_Exercise objective_: Your task is to give the data again, exactly, with every line intact.

_Data for this exercise_:

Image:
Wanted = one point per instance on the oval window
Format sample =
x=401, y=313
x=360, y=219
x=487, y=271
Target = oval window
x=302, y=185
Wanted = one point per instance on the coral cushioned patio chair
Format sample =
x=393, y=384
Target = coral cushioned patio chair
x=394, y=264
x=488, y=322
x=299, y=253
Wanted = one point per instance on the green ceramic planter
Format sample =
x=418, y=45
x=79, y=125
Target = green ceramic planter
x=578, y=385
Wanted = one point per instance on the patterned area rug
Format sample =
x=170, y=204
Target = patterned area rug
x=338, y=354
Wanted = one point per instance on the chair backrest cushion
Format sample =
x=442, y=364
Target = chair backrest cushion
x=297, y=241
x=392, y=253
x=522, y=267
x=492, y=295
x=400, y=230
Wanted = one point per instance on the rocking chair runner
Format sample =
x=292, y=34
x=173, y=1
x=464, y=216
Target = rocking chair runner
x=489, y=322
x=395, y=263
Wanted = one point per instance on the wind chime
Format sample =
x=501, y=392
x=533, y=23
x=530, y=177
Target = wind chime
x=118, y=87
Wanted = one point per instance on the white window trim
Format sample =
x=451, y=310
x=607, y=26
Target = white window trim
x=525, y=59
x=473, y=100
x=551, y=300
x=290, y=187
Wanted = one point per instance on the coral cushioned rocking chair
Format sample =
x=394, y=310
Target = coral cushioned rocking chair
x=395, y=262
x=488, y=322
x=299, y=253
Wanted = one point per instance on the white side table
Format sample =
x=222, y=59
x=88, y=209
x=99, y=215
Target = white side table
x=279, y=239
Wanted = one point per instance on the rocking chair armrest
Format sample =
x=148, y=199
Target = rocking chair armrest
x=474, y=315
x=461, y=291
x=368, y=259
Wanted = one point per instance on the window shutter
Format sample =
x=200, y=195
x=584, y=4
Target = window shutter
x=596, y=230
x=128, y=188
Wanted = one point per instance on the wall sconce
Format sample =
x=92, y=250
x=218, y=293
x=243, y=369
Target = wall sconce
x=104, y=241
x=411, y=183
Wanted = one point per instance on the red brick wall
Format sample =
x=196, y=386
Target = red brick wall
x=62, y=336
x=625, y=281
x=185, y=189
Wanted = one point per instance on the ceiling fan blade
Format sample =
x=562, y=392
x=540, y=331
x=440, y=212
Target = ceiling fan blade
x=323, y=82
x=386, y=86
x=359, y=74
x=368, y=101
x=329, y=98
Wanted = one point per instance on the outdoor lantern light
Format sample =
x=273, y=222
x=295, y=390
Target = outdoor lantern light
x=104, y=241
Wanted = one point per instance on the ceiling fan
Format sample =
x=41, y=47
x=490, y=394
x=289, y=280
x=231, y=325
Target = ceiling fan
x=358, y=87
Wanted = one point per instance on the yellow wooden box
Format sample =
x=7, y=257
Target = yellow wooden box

_Answer to the exercise_:
Image:
Wanted = one point per instance on the oval window
Format sample =
x=401, y=313
x=360, y=219
x=487, y=271
Target = oval window
x=302, y=185
Wanted = one point per instance on the coral cushioned patio chair
Format sample =
x=393, y=384
Target = coral cushioned patio chair
x=394, y=264
x=488, y=322
x=299, y=253
Wanted = one point per instance on the green ceramic planter
Format sample =
x=418, y=45
x=79, y=125
Target = green ceramic planter
x=578, y=385
Wanted = one point per instance on the patterned area rug
Format sample =
x=170, y=204
Target = patterned area rug
x=338, y=354
Wanted = one point per instance on the chair backrest cushion
Format sample =
x=442, y=364
Target = chair backrest cushion
x=297, y=241
x=392, y=253
x=522, y=267
x=492, y=295
x=400, y=230
Wanted = one point per instance on the rocking chair runner
Format sample =
x=292, y=34
x=173, y=1
x=464, y=216
Target = rocking chair runner
x=489, y=322
x=395, y=263
Wanted = one point per instance on the wind chime
Format sample =
x=501, y=392
x=533, y=23
x=530, y=177
Target = wind chime
x=118, y=87
Wanted = one point per instance on the white window trim
Format sample =
x=451, y=310
x=607, y=26
Target = white window trim
x=525, y=59
x=473, y=100
x=551, y=300
x=290, y=187
Wanted = one point per instance on the coral cushioned rocking chair
Format sample =
x=394, y=310
Target = coral cushioned rocking chair
x=395, y=262
x=488, y=322
x=299, y=253
Wanted = one point per instance on the white side table
Format sample =
x=222, y=59
x=88, y=209
x=99, y=215
Target = white side table
x=279, y=239
Wanted = one point per instance on the rocking chair armrest
Format sample =
x=148, y=199
Target = rocking chair armrest
x=474, y=315
x=461, y=291
x=368, y=259
Wanted = one point per instance on the window shutter
Format sample =
x=200, y=195
x=584, y=4
Target = window shutter
x=596, y=230
x=128, y=188
Wanted = one point per instance on the wall sconce
Format sample =
x=92, y=250
x=218, y=293
x=243, y=369
Target = wall sconce
x=104, y=241
x=411, y=183
Wanted = one point per instance on the red brick wall
Format sample =
x=196, y=386
Target = red brick wall
x=62, y=336
x=625, y=281
x=185, y=189
Wanted = one point per instance on the ceiling fan blade
Format sample =
x=562, y=392
x=540, y=331
x=440, y=212
Target = ceiling fan blade
x=323, y=82
x=386, y=86
x=359, y=74
x=368, y=101
x=329, y=98
Wanted = one point per instance on the outdoor lantern light
Format sample =
x=273, y=222
x=295, y=390
Target = outdoor lantern light
x=104, y=241
Wanted = one point per instance on the ceiling fan
Format sample =
x=41, y=47
x=490, y=394
x=289, y=280
x=231, y=325
Target = ceiling fan
x=358, y=87
Wanted = one point per instance on the yellow wooden box
Format sample =
x=7, y=257
Target = yellow wooden box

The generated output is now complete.